EXTRACT:
Univa Grid Engine 8.1.3 - Faster and Several New Features (2012-11-20)

Version 8.1.3 of Grid Engine is out! It comes with some performance improvements in the scheduler, some new features, and of course bug fixes. The most important thing first: The scheduler is now in certain situations, namely in big and busy clusters (with more than just a hundred of compute nodes) having lots of exclusive jobs much faster. In (artificial) test-scenarios with 2000 simulated hosts and 3000 jobs a scheduling run went down by a factor of 10-20. In real-world scenarios the performance gain still could be highly visible.

The new features includes direct support of Intel Xeon Phi and general features related for making optimal use of such co-processing devices in a Grid Engine managed environment. There is a text UI installer, where you can select the resources (like different temperatures, power consumption in watt etc), which should be reported by the hosts the devices are installed on. Of course a configurable load sensor reporting these metrics is not missing. The generic Grid Engine enhancements cover resource map topology masks and per host consumables.

Automatic Resource Based Core Binding

Since UGE 8.1 the new RSMAP consumable type is available in Univa Grid Engine. A RSMAP or resource map is the same like an integer consumable (where the number of a resource type can be controlled), but offers additional functionality. Each instance of a resource has an ID (like a simple number) which gets attached to the job.

Example: When having 4 Phi cards on a host not only the amount (like in Sun Grid Engine 6.2u5) can be managed, each Phi can be assigned a special ID in the complex_values field of the host. Hence complex_values phi=4(oahu-mic0 oahu-mic1 oahu-mic2 oahu-mic3) assigns the phi complex 4 different ids: oahu-mic0 to oahu-mic3 (qconf -me oahu opens the host configuration for doing that). When submitting a job with qsub -l phi=1 the scheduler assigns a free RSMAP id to the job. The job can get the decision by reading out the SGE_HGR_phi  environment variable (SGE_HGR_<complexname>, HGR means hard granted resource). Finally the job can start the Phi binary by ssh $SGE_HGR_phi <phi_programm> (the Phi device runs a small Linux having its own network address and is named usually <hostname>-mic<micno>). The qstat -j output shows the device the job gets assigned by the scheduler.

EXTRACTED INFORMATION:
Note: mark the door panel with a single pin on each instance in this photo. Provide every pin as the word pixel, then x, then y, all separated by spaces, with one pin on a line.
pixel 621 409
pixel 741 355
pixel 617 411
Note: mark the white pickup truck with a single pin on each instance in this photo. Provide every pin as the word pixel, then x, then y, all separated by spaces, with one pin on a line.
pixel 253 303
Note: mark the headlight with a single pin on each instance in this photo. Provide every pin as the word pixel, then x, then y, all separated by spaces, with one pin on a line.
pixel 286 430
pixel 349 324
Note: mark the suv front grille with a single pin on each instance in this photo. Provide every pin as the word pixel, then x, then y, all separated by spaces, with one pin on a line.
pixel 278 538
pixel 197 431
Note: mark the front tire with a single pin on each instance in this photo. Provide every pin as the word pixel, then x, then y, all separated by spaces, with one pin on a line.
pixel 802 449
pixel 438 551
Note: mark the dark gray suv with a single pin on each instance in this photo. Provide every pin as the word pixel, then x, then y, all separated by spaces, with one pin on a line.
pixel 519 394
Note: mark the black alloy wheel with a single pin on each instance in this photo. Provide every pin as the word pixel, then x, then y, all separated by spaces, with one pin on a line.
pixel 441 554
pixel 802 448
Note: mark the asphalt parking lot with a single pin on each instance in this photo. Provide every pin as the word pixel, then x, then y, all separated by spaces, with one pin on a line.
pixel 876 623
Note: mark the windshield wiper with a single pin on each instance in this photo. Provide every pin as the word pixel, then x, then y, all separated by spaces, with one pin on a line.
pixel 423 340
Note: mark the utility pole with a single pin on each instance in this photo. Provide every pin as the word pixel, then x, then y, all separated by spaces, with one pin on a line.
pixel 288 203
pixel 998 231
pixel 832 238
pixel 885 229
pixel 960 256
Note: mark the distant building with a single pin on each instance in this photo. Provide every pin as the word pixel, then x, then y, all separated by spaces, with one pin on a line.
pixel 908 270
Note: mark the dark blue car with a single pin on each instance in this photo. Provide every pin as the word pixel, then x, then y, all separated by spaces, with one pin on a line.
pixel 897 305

SHORT PROBLEM:
Reproduce the Univa Grid Engine 8.1.3 text in full, word for word.

TASK SOLUTION:
Univa Grid Engine 8.1.3 - Faster and Several New Features (2012-11-20)

Version 8.1.3 of Grid Engine is out! It comes with some performance improvements in the scheduler, some new features, and of course bug fixes. The most important thing first: The scheduler is now in certain situations, namely in big and busy clusters (with more than just a hundred of compute nodes) having lots of exclusive jobs much faster. In (artificial) test-scenarios with 2000 simulated hosts and 3000 jobs a scheduling run went down by a factor of 10-20. In real-world scenarios the performance gain still could be highly visible.

The new features includes direct support of Intel Xeon Phi and general features related for making optimal use of such co-processing devices in a Grid Engine managed environment. There is a text UI installer, where you can select the resources (like different temperatures, power consumption in watt etc), which should be reported by the hosts the devices are installed on. Of course a configurable load sensor reporting these metrics is not missing. The generic Grid Engine enhancements cover resource map topology masks and per host consumables.

Automatic Resource Based Core Binding

Since UGE 8.1 the new RSMAP consumable type is available in Univa Grid Engine. A RSMAP or resource map is the same like an integer consumable (where the number of a resource type can be controlled), but offers additional functionality. Each instance of a resource has an ID (like a simple number) which gets attached to the job.

Example: When having 4 Phi cards on a host not only the amount (like in Sun Grid Engine 6.2u5) can be managed, each Phi can be assigned a special ID in the complex_values field of the host. Hence complex_values phi=4(oahu-mic0 oahu-mic1 oahu-mic2 oahu-mic3) assigns the phi complex 4 different ids: oahu-mic0 to oahu-mic3 (qconf -me oahu opens the host configuration for doing that). When submitting a job with qsub -l phi=1 the scheduler assigns a free RSMAP id to the job. The job can get the decision by reading out the SGE_HGR_phi  environment variable (SGE_HGR_<complexname>, HGR means hard granted resource). Finally the job can start the Phi binary by ssh $SGE_HGR_phi <phi_programm> (the Phi device runs a small Linux having its own network address and is named usually <hostname>-mic<micno>). The qstat -j output shows the device the job gets assigned by the scheduler.